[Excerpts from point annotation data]
________

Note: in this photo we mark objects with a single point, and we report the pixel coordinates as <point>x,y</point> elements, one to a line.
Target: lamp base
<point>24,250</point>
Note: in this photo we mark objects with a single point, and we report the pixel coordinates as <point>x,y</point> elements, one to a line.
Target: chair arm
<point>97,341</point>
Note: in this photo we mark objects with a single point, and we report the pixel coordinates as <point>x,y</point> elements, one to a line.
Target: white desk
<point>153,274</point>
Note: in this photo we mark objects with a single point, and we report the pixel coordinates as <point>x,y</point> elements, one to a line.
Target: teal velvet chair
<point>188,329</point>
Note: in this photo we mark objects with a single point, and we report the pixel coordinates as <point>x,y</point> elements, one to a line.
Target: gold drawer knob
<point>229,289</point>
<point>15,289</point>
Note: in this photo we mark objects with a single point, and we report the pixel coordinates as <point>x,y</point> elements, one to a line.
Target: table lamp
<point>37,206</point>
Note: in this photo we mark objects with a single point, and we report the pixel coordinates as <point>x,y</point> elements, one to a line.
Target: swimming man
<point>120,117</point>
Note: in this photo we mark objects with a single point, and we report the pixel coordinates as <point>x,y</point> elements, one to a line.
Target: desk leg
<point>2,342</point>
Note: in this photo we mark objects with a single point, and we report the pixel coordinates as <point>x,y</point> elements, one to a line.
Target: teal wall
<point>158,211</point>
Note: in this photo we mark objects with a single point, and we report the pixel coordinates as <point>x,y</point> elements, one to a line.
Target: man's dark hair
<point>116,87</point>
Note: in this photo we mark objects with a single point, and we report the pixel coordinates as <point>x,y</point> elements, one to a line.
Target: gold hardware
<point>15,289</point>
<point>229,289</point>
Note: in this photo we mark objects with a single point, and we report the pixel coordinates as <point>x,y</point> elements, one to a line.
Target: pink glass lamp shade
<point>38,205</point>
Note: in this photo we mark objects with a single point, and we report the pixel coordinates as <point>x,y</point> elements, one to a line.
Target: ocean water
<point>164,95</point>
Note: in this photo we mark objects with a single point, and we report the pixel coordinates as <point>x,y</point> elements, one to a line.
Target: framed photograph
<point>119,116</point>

________

SHORT EXERCISE: Write out every line of the records again, starting at the first line and ending at the line that contains "<point>97,341</point>". Keep all other text unchanged, and increase each x and y coordinate in the answers by 74.

FINISHED EXERCISE:
Note: in this photo we mark objects with a single point, and we report the pixel coordinates as <point>x,y</point> elements, one to a line.
Target: lamp base
<point>98,324</point>
Note: in this photo we mark objects with a single point, and we report the pixel coordinates as <point>x,y</point> elements, one to a line.
Target: chair arm
<point>171,415</point>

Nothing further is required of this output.